THE PROBLEM -
From the records below, please repeat exactly the line that has "Target: cargo pocket", the line that has "Target: leafy shrub", and every line between them, and nothing else.

RECORDS FOR THIS EXERCISE -

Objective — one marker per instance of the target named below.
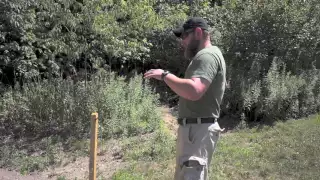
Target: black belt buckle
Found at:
(184, 121)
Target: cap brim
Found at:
(178, 32)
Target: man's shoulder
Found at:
(211, 52)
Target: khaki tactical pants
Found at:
(195, 145)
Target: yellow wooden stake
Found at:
(93, 147)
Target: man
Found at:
(201, 92)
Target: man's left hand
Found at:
(154, 73)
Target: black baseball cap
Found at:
(190, 24)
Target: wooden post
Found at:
(93, 147)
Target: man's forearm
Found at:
(182, 87)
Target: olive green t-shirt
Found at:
(208, 63)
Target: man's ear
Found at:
(198, 33)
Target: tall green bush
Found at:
(62, 108)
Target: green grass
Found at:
(288, 150)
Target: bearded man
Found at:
(200, 94)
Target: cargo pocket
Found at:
(215, 130)
(193, 171)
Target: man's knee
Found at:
(192, 170)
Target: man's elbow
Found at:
(195, 97)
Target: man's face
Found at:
(190, 44)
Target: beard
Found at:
(192, 49)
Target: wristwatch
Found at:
(164, 74)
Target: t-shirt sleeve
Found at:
(205, 66)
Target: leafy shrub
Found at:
(59, 107)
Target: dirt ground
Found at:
(108, 161)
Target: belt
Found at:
(184, 121)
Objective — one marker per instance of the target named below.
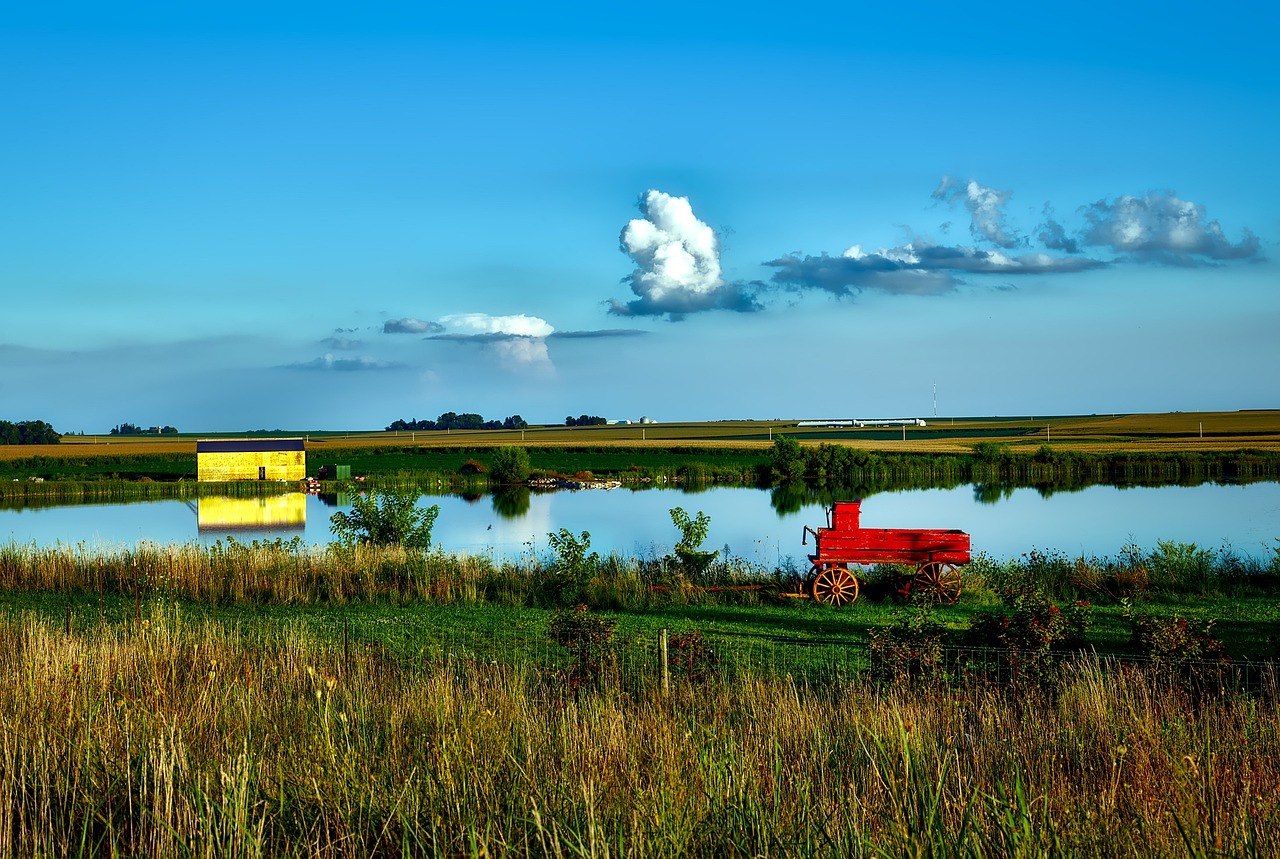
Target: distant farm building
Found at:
(268, 458)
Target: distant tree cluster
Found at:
(28, 433)
(129, 429)
(452, 420)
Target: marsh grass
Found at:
(172, 738)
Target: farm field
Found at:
(1089, 434)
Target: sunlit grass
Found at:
(172, 736)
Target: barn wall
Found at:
(280, 465)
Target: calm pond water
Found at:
(1095, 521)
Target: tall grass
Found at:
(288, 572)
(173, 738)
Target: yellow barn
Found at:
(269, 458)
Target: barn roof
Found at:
(247, 444)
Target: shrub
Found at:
(510, 465)
(693, 531)
(589, 640)
(910, 648)
(690, 657)
(472, 466)
(1031, 631)
(787, 462)
(385, 517)
(1176, 647)
(572, 569)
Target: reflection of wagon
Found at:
(935, 553)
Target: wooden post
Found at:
(666, 663)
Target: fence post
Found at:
(666, 665)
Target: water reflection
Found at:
(287, 512)
(762, 526)
(511, 502)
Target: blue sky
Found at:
(231, 216)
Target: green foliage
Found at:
(129, 429)
(572, 569)
(690, 657)
(787, 461)
(28, 433)
(693, 533)
(385, 517)
(1032, 633)
(589, 639)
(510, 465)
(1178, 647)
(991, 452)
(452, 421)
(1182, 567)
(910, 648)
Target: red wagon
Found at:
(935, 554)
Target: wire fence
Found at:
(663, 658)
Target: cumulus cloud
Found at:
(1162, 228)
(986, 209)
(410, 325)
(516, 341)
(918, 268)
(1157, 228)
(677, 263)
(343, 365)
(1054, 236)
(484, 324)
(598, 333)
(342, 343)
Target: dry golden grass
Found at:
(1160, 433)
(172, 738)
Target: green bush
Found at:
(589, 640)
(510, 465)
(572, 570)
(693, 531)
(385, 517)
(908, 649)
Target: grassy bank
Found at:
(410, 598)
(172, 736)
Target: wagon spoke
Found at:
(833, 586)
(938, 581)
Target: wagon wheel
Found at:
(833, 586)
(941, 581)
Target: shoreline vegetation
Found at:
(350, 700)
(823, 466)
(268, 699)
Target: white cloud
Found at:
(986, 209)
(677, 263)
(1164, 227)
(516, 341)
(517, 325)
(410, 325)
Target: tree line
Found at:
(28, 433)
(453, 420)
(131, 429)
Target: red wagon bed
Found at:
(935, 553)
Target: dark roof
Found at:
(248, 444)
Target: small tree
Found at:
(787, 461)
(574, 566)
(510, 465)
(693, 533)
(385, 517)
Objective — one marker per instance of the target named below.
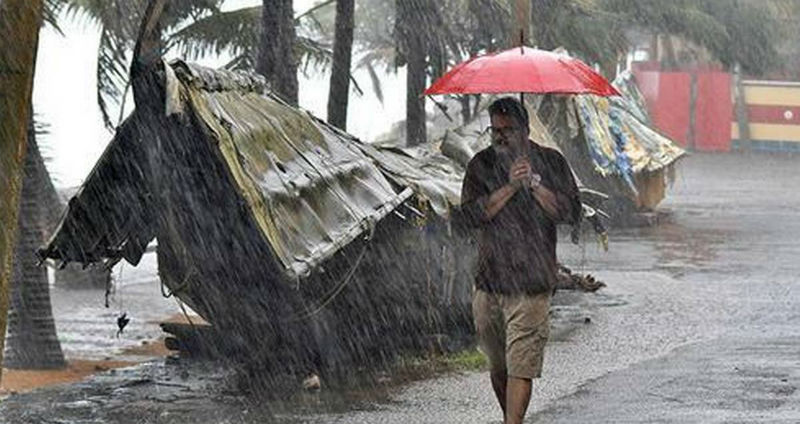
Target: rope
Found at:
(181, 287)
(328, 298)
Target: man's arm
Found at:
(478, 204)
(562, 204)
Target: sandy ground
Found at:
(15, 381)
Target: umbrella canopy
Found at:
(522, 70)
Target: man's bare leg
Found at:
(518, 396)
(499, 381)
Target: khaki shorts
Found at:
(512, 331)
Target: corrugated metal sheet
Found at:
(308, 188)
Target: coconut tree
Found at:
(339, 92)
(32, 342)
(276, 56)
(20, 21)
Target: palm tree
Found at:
(339, 92)
(32, 341)
(19, 35)
(276, 56)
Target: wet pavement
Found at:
(699, 323)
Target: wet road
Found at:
(699, 323)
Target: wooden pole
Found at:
(740, 103)
(20, 21)
(522, 24)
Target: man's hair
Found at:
(511, 107)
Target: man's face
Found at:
(508, 137)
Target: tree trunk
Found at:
(542, 15)
(412, 46)
(32, 341)
(339, 92)
(20, 21)
(520, 32)
(276, 57)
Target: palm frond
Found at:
(236, 32)
(312, 55)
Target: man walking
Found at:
(514, 193)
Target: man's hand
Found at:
(520, 174)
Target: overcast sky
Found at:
(65, 97)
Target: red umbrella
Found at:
(522, 70)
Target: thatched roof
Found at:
(306, 186)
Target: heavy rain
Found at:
(399, 211)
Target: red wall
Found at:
(668, 96)
(714, 109)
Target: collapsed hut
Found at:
(612, 147)
(300, 244)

TASK RESULT -
Target: cargo pocket
Found at:
(215, 130)
(193, 171)
Target: man's knee
Found at:
(192, 170)
Target: man's elbow
Found at:
(195, 97)
Target: man's face
Found at:
(190, 44)
Target: beard
Found at:
(192, 49)
Target: wristwatch
Found at:
(164, 74)
Target: t-shirt sleeve
Found at:
(205, 66)
Target: leafy shrub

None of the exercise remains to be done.